• DIRECTION
Copy every row below back word for word, leaving the pictures out.

• SUPPLIED MATERIAL
:::::

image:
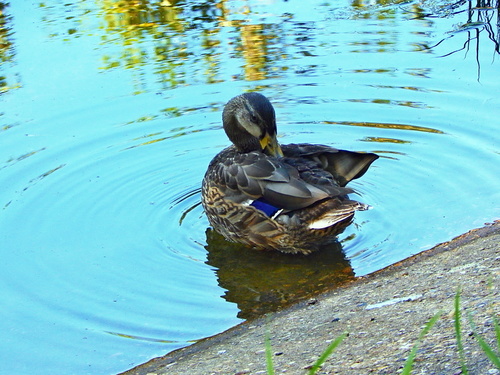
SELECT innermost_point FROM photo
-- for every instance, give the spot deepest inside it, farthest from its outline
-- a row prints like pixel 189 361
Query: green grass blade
pixel 490 353
pixel 328 351
pixel 458 334
pixel 269 356
pixel 413 353
pixel 497 332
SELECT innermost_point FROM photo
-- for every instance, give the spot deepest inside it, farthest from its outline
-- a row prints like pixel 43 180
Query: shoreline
pixel 383 313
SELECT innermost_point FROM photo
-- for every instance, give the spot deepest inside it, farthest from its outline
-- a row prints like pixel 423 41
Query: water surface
pixel 110 112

:::::

• REPLY TO THE TASK
image:
SELECT innermost_point FROM photo
-- for every instance, give the spot deepest inside it, farthest from its outline
-- a row prints like pixel 189 361
Query: green grass blade
pixel 490 353
pixel 328 351
pixel 458 334
pixel 269 356
pixel 413 353
pixel 497 332
SELECT innermost_point FROM photo
-- for every instance, give the spot deepest inside it, farthest from its outline
-- a row prints like pixel 43 180
Query: shoreline
pixel 383 313
SELECT innermost_point FROM photo
-- for every instance, give the spot deepest inside it, farthest from its outline
-- a row prints like pixel 423 41
Query: water surface
pixel 110 112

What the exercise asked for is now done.